- Textabschnitt -
-.-.-

Ein Beitrag von Jürgen DIEM

 

Über diese Geschichte, die um 1880 in Tribsow spielte, soll sogar in der Camminer Zeitung berichtet haben. Meine Großmutter, die als Elisabeth Haack im Jahre 1894 in Tribsow geboren wurde, hat diese Erlebnisse ihres Vaters Hellmuth Haack so wiedergegeben:

Kartenausschnitt Pommern 1939, Stielers Handatlas, David Rumsey Historical Map Collection

 

Der Tribsower Gutsbesitzer hatte abends noch eine eilige Bestellung für den Müller zu überbringen. Telefon gab es damals noch nicht. Also sagte die Gutsbesitzerfrau ihrem Sohn, er solle mit der Nachricht zur Mühle gehen. Es war aber inzwischen schon dunkel und er wollte nicht allein gehen. Der Weg führte durch einen Hohlweg und es war um diese Tageszeit dort recht ungemütlich. „Geh doch mit Helmuth und nimm die neue Petroleumlaterne mit.“ Mit Helmuth war ich gemeint. Ich war damals Kutscher auf dem Gut und so etwa achtzehn Jahre alt. So wackelten wir beide los. Nachdem der junge Herr seine Aufgabe auf dem Mühlenberg erledigt hatte, machten wir uns wieder auf den Heimweg.

-.-.-

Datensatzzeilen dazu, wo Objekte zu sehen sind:
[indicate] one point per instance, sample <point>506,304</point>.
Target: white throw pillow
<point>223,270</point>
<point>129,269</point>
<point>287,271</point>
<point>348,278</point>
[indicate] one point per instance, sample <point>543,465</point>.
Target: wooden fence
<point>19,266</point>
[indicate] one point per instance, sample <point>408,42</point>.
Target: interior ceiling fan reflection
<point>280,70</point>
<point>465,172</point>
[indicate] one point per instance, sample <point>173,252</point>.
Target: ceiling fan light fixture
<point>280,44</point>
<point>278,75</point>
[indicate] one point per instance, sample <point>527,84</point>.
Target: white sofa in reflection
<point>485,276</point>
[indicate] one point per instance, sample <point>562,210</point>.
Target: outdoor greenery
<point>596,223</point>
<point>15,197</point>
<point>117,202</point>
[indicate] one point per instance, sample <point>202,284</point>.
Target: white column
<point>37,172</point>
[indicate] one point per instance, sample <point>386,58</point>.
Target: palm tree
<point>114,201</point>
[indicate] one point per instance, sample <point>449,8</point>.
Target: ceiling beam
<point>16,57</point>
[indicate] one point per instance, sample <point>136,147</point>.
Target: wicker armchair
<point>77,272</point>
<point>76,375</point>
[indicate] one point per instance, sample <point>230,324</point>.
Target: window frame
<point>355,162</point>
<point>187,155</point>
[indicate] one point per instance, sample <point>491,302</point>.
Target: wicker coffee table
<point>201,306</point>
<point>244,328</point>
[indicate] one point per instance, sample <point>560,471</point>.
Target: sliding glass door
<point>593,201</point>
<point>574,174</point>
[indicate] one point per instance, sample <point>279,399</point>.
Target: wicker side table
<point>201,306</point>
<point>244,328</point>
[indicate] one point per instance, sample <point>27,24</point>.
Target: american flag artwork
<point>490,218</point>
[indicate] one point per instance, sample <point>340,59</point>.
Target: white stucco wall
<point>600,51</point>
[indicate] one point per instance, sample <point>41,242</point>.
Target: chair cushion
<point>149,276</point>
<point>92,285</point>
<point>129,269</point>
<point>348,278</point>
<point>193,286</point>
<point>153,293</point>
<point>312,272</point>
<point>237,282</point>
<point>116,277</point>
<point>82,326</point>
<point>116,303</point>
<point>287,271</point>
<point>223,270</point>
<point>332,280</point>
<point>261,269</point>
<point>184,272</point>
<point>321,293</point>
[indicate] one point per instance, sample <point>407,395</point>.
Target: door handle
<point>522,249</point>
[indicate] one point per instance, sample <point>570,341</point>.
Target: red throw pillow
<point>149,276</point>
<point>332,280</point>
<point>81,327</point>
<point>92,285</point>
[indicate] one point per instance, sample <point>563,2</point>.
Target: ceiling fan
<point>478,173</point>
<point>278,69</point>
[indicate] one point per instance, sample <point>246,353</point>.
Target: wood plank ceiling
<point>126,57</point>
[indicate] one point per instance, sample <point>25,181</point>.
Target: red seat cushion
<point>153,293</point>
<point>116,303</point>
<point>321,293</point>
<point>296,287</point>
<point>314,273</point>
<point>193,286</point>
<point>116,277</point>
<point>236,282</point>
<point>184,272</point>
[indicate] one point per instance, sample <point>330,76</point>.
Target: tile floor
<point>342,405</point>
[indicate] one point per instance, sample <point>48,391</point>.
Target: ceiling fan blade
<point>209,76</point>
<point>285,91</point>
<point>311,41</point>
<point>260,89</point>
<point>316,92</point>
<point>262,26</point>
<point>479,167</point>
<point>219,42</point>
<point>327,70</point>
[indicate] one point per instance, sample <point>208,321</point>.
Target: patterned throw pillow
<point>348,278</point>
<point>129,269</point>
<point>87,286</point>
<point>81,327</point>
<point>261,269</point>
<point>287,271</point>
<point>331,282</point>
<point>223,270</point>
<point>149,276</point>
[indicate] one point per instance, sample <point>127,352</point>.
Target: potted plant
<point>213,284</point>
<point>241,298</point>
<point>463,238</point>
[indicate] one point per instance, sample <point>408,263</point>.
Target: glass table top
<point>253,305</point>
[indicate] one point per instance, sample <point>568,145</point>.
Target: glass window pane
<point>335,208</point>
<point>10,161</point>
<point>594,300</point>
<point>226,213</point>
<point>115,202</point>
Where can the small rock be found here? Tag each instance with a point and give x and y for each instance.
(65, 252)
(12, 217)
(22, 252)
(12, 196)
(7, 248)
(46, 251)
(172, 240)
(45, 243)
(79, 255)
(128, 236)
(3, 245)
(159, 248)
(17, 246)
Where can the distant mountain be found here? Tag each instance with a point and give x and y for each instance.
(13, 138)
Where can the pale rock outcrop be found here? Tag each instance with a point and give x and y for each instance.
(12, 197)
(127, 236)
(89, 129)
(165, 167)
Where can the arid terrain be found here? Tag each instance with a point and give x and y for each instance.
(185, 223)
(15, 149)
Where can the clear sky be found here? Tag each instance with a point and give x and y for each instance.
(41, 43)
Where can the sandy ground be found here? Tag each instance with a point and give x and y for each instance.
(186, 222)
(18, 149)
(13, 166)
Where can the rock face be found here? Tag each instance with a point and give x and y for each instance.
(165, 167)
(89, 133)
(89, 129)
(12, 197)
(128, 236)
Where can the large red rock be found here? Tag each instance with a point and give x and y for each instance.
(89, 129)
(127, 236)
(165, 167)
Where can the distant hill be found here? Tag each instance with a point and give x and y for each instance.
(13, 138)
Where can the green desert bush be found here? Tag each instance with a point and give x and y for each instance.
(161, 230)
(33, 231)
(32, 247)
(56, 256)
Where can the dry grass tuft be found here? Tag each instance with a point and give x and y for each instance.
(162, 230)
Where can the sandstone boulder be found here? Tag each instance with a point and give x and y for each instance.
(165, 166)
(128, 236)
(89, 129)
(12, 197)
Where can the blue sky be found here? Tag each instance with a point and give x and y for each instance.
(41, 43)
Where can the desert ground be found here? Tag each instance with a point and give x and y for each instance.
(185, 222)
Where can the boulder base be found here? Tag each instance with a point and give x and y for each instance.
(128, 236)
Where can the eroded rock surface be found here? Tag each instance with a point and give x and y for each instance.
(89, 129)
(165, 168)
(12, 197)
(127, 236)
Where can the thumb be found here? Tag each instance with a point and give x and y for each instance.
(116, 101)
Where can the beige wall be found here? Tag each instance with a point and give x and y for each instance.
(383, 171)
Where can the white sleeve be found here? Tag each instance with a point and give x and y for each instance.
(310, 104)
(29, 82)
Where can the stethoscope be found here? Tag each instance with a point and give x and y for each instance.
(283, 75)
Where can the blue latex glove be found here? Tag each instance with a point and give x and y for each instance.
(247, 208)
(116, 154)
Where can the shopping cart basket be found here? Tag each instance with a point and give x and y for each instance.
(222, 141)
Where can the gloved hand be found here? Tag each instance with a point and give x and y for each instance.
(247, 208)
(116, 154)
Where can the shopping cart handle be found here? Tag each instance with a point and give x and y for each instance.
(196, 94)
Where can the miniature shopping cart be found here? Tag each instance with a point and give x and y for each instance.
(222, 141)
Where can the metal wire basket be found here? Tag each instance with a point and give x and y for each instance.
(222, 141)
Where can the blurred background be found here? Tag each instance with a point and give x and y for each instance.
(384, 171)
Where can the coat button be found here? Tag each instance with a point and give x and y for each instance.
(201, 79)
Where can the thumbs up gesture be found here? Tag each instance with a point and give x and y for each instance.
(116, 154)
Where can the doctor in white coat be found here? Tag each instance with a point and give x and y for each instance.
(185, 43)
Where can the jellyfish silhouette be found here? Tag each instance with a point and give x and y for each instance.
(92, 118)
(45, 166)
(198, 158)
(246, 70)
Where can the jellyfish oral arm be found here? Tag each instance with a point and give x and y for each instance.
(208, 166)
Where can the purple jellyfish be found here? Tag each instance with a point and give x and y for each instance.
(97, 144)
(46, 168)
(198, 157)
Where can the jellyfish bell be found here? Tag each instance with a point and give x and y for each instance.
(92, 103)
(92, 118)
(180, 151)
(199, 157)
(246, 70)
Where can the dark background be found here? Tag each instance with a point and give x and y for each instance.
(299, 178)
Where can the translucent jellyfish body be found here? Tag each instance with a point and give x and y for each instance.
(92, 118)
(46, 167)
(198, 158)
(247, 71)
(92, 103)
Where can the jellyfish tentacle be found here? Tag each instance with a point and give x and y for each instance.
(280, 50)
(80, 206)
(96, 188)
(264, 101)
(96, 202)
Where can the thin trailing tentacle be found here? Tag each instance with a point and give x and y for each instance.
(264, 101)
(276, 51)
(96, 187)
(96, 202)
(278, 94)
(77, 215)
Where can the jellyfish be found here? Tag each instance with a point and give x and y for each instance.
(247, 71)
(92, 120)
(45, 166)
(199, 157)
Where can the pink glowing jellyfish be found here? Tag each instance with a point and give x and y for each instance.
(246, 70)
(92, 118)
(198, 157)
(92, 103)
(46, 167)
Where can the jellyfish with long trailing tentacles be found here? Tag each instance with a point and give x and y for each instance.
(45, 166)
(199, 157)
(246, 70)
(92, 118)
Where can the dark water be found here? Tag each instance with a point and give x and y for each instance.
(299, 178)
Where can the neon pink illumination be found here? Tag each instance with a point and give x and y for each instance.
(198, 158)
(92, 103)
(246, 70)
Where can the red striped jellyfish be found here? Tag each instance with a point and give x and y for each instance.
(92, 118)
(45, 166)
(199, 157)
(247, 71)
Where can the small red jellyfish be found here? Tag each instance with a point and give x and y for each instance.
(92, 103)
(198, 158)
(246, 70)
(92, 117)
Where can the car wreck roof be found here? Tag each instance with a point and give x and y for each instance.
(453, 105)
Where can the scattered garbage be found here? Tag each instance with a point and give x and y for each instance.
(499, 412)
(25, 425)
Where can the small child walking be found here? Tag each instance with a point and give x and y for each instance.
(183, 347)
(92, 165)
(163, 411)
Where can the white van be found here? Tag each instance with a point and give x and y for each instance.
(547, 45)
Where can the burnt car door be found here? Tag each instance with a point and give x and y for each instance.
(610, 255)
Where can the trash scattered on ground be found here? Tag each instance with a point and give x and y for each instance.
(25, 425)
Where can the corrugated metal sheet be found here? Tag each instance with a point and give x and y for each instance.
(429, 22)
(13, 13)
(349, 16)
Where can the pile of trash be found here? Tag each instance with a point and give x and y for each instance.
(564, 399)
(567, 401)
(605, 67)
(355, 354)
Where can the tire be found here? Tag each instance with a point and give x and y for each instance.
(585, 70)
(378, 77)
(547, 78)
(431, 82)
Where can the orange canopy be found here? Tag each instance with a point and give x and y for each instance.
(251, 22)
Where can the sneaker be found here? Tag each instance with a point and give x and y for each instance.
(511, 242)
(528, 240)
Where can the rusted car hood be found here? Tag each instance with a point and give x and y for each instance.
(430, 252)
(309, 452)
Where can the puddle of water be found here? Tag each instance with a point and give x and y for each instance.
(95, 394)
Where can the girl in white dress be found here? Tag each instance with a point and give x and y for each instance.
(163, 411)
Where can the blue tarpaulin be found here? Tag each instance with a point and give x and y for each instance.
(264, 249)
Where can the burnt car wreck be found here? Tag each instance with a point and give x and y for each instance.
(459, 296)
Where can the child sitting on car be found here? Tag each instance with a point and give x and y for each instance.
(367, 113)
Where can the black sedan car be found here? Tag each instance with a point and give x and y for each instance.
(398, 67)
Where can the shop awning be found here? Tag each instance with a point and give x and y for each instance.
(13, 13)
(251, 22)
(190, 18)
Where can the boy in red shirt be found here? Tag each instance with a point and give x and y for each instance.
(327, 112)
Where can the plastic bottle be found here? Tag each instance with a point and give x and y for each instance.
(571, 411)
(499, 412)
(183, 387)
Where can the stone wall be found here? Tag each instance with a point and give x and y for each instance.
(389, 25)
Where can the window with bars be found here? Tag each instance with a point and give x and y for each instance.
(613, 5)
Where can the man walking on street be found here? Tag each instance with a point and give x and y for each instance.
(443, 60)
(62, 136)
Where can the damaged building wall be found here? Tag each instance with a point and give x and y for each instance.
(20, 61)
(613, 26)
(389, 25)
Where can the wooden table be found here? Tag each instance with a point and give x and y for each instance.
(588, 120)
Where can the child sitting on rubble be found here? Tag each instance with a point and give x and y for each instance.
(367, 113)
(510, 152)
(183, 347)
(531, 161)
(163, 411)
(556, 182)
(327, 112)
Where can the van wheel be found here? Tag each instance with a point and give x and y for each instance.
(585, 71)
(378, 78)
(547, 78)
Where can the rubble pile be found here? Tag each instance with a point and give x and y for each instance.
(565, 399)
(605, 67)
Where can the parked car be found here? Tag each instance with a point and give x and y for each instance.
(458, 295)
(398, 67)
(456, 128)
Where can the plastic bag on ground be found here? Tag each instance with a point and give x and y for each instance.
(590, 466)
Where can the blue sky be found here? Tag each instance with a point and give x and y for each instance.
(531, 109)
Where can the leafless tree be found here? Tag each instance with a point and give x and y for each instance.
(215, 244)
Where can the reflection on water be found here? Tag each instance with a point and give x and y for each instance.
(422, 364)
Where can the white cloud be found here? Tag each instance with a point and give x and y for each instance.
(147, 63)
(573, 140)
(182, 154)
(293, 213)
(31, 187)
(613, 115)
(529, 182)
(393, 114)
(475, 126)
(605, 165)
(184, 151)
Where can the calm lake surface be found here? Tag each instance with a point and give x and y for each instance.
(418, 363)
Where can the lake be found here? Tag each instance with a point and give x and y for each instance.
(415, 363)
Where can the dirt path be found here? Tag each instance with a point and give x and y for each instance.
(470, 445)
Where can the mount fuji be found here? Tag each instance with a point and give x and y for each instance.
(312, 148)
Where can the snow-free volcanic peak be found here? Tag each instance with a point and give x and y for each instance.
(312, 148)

-.-.-

- Ziel der Aufgabe -
Erkläre anhand der Geschichte aus Tribsow, warum der Sohn des Gutsbesitzers abends zur Mühle gehen musste und warum er dabei nicht allein gehen wollte.

- Ergebnis -
Der Gutsbesitzer hatte noch eine eilige Bestellung für den Müller, und ein Telefon gab es damals noch nicht, also musste die Nachricht persönlich überbracht werden. Allein wollte der Sohn nicht gehen, weil es schon dunkel war und der Weg durch einen Hohlweg führte, in dem es um diese Tageszeit recht ungemütlich war.